___ Material ___

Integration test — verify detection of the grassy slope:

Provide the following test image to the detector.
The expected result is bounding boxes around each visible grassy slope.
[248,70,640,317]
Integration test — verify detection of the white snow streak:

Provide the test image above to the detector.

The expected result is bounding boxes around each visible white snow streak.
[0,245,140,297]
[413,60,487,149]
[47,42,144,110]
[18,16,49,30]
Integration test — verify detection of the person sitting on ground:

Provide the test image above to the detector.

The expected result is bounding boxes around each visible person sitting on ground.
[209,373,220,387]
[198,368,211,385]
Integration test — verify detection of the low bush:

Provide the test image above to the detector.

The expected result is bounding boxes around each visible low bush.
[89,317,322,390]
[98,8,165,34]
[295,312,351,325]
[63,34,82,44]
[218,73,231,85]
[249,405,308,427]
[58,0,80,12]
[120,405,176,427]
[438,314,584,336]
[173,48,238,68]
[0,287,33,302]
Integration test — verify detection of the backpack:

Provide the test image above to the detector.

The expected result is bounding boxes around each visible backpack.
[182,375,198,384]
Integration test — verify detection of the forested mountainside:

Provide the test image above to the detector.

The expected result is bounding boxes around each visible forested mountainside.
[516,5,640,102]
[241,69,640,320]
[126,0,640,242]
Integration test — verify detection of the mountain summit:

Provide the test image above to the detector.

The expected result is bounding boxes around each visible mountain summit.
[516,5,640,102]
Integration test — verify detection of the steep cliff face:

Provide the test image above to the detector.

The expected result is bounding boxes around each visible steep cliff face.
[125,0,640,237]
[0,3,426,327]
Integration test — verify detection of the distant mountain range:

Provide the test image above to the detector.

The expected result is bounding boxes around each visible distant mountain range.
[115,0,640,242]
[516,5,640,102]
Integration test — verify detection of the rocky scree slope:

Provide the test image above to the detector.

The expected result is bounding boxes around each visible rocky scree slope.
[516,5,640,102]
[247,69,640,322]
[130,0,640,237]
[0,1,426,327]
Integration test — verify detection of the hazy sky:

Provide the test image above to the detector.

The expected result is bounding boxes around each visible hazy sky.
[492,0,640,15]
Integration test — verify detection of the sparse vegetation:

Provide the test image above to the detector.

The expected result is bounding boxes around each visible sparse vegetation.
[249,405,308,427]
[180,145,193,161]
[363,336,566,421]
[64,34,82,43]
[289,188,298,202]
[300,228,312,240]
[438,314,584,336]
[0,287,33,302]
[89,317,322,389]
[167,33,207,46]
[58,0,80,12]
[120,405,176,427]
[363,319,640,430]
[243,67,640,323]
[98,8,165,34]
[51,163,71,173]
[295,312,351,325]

___

* [Task objective] Write out all of the collected data entries above exactly as they stand, line for line.

* [Written answer]
Integration test — verify detection of the grassy slope:

Provide the following test image to the detector.
The expected result is bounding boxes around each visible grassy slope.
[248,70,640,317]
Integration test — verify detection of the white snow streak:

Provide the test image above to the detector.

The expected result is bounding boxes around each visible white snow streak.
[0,245,140,297]
[413,60,487,149]
[47,42,144,110]
[18,16,49,30]
Integration test — verify detection of the person sitting on ground:

Provide the test image above to the detector.

The expected result is bounding boxes around each visible person sitting on ground.
[209,373,220,387]
[198,368,211,385]
Integration test — verify detection of the low bush:

Provide the test image above to the detector.

The expected result is bounding boxes around each visible low bush.
[89,317,322,390]
[98,8,165,34]
[295,312,351,325]
[63,34,82,44]
[218,73,231,85]
[249,405,308,427]
[58,0,80,12]
[120,405,176,427]
[438,314,584,336]
[173,48,238,68]
[0,287,33,302]
Integration test — verify detection of the backpack:

Provide the test image above to the detector.

The expected result is bounding boxes around each visible backpack.
[182,375,198,384]
Integration test — verify detection of the forested mountainside:

Provide the test image above to the detector.

The expected result is bounding boxes around each visible forested mountainside.
[516,5,640,102]
[241,69,640,320]
[126,0,640,242]
Integration test — verify detection of the mountain summit:

Provide the test image above to the detector.

The expected result is bounding boxes around each visible mountain summit.
[516,5,640,102]
Integration test — verify detection of the steep cliff face:

Provide the test image above to the detector.

The expected result is bounding boxes around each visible steep cliff face.
[125,0,640,237]
[0,3,426,327]
Integration test — verify detection of the distant mountain range:

Provide the test image above to the detector.

The expected result is bounding boxes around each visible distant mountain range.
[115,0,640,242]
[516,5,640,102]
Integration test — verify detection of the rocky scree slope:

Provide the test image above to the detector.

The expected result is bounding boxes around each visible rocky scree slope.
[516,5,640,102]
[247,69,640,322]
[130,0,640,237]
[0,1,426,327]
Integration test — verify detection of the hazy sky:

Provide the test image above to the detector.

The expected result is bounding boxes around each visible hazy sky.
[492,0,640,15]
Integration test — verify detection of the sparse vegetation:

Provide the test image above to the detector.

The expected result is bounding boxes around each visible sparse vegetation.
[249,405,308,427]
[180,145,193,161]
[363,336,566,421]
[64,34,82,43]
[289,188,298,202]
[300,228,312,240]
[438,314,584,336]
[0,287,33,302]
[89,317,322,389]
[167,33,207,46]
[58,0,80,12]
[120,405,176,427]
[363,319,640,430]
[243,67,640,323]
[98,8,165,34]
[51,163,71,173]
[295,312,351,325]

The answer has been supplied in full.